Reproduce, word for word, every line starting at the line that contains "the rock outcrop" and ending with the final line of the entries.

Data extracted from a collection

# # #

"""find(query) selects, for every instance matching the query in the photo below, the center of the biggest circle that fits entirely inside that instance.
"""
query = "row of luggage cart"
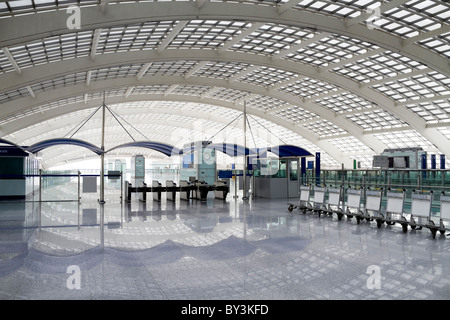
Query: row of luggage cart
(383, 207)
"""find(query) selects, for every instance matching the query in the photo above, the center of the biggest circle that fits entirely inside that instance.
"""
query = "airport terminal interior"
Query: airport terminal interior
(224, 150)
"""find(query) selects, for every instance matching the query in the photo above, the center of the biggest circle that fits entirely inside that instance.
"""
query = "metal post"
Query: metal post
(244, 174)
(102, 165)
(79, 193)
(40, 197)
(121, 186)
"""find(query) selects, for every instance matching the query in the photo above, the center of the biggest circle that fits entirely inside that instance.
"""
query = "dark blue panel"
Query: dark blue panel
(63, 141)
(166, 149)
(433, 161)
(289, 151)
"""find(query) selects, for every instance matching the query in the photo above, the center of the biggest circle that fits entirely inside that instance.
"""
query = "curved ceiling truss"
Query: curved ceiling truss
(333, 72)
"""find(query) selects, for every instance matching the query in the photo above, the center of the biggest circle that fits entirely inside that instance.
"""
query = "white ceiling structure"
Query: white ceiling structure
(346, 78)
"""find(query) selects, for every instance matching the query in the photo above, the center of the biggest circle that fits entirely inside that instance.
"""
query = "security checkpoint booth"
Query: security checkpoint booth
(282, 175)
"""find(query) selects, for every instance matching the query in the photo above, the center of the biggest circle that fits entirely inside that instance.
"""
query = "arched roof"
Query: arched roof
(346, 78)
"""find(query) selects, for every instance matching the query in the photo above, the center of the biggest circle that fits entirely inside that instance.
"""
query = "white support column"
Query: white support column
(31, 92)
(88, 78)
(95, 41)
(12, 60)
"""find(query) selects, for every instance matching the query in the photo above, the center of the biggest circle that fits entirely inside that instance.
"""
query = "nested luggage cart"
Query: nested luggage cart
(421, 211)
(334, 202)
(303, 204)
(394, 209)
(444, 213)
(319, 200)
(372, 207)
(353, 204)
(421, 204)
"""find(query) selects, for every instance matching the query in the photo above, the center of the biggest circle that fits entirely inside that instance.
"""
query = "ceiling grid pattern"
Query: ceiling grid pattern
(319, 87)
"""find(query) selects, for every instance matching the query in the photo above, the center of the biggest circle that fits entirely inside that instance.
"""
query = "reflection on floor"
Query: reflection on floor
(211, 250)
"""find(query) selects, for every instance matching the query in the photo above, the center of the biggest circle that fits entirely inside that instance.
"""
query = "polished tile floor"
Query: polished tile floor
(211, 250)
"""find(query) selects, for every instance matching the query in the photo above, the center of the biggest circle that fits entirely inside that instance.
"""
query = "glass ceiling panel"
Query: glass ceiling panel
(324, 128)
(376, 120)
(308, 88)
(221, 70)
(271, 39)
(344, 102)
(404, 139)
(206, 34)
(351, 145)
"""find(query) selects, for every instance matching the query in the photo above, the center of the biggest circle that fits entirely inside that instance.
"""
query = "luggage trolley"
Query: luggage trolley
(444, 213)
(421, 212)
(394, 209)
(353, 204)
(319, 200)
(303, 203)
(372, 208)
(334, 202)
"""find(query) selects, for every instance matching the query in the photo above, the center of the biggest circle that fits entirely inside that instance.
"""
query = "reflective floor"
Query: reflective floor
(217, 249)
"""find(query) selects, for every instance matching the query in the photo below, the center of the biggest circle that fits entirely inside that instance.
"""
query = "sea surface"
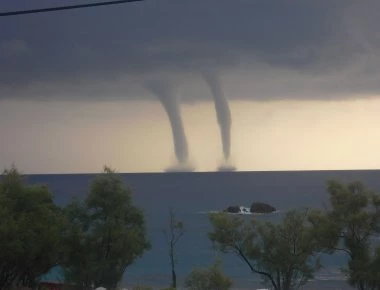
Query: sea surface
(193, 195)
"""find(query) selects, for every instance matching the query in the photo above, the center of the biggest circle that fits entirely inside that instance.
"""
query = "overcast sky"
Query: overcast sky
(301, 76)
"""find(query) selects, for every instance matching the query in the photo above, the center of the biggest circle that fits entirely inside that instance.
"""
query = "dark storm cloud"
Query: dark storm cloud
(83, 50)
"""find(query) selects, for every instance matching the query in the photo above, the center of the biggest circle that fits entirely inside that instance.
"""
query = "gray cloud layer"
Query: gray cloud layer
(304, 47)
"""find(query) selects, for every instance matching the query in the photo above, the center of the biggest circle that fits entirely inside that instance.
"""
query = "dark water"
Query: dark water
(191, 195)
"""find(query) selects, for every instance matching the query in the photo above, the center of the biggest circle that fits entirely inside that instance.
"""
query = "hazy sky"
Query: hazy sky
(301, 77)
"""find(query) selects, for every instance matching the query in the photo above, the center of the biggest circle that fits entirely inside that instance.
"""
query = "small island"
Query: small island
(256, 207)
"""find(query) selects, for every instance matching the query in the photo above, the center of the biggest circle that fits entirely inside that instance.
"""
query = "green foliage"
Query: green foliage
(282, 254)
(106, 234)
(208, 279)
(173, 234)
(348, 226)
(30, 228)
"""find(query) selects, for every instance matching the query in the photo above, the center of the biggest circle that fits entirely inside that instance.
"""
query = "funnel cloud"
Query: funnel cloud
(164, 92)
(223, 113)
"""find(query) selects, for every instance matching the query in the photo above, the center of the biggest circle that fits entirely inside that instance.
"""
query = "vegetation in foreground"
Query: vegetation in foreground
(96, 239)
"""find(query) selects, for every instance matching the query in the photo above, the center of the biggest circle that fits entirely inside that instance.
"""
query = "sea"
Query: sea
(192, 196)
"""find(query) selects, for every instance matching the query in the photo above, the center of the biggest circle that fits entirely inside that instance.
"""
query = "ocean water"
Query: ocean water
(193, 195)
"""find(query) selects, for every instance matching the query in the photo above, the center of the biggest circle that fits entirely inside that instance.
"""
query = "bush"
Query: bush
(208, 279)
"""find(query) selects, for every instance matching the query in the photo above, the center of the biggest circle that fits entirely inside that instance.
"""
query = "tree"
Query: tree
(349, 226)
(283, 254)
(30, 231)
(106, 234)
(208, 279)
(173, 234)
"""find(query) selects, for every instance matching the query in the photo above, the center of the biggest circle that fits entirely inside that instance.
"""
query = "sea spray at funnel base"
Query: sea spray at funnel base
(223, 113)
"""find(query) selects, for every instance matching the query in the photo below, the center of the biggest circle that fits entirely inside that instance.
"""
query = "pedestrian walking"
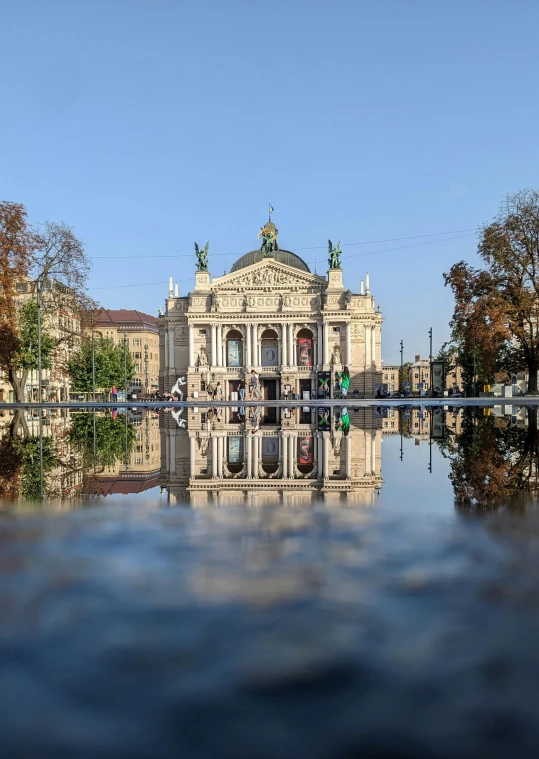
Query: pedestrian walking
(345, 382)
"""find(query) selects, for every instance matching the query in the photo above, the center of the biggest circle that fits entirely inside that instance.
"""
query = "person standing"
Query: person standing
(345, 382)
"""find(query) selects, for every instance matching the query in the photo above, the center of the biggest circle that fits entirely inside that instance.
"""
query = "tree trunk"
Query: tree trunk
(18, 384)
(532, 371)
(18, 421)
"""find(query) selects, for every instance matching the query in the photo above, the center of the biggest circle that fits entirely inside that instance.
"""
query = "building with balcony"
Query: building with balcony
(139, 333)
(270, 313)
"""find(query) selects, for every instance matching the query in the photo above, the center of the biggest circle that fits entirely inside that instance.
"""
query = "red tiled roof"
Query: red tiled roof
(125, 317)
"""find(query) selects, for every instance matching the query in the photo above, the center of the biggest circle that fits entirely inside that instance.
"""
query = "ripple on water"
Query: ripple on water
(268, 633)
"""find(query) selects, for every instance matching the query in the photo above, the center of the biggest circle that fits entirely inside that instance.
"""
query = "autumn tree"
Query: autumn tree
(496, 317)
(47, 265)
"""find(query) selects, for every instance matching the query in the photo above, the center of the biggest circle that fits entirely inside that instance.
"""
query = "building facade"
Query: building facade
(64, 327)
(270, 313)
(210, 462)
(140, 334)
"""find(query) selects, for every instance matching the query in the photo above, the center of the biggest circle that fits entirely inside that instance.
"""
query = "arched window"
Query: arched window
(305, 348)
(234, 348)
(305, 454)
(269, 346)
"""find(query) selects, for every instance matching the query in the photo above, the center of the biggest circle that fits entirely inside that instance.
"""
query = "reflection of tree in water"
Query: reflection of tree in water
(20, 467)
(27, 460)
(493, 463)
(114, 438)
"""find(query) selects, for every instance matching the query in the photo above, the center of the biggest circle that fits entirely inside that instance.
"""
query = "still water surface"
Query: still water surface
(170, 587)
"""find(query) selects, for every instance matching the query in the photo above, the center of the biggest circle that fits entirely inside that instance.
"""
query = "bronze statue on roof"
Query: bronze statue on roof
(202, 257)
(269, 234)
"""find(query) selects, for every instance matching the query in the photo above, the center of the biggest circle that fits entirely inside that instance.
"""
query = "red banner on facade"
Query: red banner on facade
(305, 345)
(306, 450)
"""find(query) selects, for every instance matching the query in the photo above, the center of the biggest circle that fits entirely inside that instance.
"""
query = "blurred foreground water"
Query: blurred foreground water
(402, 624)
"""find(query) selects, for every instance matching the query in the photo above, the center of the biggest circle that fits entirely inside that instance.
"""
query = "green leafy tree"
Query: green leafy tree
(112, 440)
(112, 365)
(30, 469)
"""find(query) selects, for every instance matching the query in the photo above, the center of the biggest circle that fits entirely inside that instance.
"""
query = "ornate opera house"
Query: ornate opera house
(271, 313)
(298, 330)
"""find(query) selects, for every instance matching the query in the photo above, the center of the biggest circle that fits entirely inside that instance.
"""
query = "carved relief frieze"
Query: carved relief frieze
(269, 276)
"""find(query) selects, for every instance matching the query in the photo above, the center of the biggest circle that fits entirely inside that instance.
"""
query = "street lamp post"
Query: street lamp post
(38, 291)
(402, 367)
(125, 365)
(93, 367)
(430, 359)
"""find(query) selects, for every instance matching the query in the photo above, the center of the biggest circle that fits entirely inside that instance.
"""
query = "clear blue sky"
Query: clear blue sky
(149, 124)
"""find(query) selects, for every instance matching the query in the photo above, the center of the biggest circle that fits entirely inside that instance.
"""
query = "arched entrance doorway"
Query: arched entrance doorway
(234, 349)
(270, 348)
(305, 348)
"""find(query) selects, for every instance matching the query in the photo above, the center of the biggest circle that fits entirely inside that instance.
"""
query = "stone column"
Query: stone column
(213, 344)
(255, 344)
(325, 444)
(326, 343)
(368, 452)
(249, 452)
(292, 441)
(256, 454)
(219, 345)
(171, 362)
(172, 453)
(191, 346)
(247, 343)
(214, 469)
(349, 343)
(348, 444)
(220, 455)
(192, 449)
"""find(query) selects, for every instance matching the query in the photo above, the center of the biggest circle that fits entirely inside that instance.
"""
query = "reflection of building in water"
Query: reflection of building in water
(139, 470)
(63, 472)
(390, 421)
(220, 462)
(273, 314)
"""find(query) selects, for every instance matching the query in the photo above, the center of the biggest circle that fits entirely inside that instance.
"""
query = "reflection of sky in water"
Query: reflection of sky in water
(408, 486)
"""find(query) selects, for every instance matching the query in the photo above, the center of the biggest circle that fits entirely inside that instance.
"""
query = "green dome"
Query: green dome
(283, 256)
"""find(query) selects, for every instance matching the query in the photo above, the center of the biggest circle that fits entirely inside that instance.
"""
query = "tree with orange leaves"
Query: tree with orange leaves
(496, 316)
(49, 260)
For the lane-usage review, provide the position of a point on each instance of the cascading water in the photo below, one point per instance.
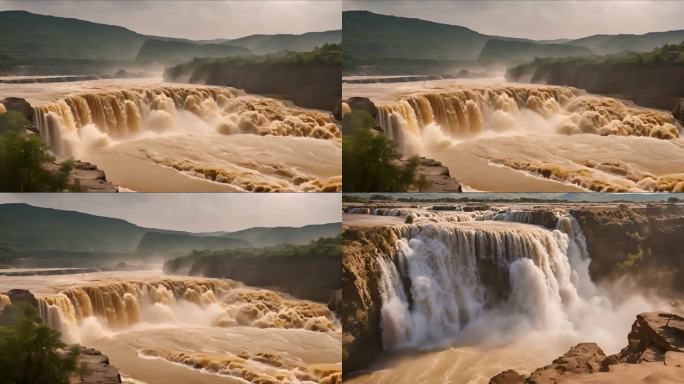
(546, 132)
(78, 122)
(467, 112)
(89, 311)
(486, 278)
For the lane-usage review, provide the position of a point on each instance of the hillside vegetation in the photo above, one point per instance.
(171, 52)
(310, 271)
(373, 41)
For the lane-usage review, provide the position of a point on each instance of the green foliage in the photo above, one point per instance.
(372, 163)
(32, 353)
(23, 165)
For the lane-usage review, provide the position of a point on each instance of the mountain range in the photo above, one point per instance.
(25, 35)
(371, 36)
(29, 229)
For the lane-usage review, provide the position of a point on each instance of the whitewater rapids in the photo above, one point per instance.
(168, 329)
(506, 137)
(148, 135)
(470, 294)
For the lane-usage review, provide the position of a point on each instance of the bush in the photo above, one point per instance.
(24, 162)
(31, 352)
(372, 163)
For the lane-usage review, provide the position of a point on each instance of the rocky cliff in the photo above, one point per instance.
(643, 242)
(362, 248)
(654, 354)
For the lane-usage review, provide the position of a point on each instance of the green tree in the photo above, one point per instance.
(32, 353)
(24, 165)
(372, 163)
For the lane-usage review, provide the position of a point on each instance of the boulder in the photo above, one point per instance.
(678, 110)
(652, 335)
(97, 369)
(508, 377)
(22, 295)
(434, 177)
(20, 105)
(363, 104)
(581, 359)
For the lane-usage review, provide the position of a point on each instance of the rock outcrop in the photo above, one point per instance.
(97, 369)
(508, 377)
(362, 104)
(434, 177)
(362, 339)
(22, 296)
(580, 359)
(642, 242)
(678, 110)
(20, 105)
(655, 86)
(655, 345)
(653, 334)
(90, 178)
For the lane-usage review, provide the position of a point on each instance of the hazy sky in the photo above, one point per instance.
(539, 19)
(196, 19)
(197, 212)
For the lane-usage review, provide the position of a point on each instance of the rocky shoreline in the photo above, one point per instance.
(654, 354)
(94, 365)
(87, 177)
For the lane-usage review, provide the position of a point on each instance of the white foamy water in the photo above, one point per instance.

# # #

• CORRECT ANSWER:
For the lane-usage review, provide the position of a point on each instance of the rock outcrop in the photo above, one point per instance.
(97, 369)
(508, 377)
(362, 104)
(434, 177)
(362, 339)
(22, 296)
(580, 359)
(642, 242)
(678, 110)
(20, 105)
(655, 86)
(655, 345)
(653, 334)
(90, 178)
For the lane-usage review, provide the position of a point on each instance of the hazy sky in the photo above, one point per instance.
(539, 19)
(196, 19)
(197, 212)
For the lane-usage review, provide the position of a point on each instance of the rocky shoreline in the photo above, one point per instance.
(654, 354)
(94, 365)
(87, 177)
For the lane-usage review, provide the position of a point on each instance of the white foamy water in the photo above, one point per instance.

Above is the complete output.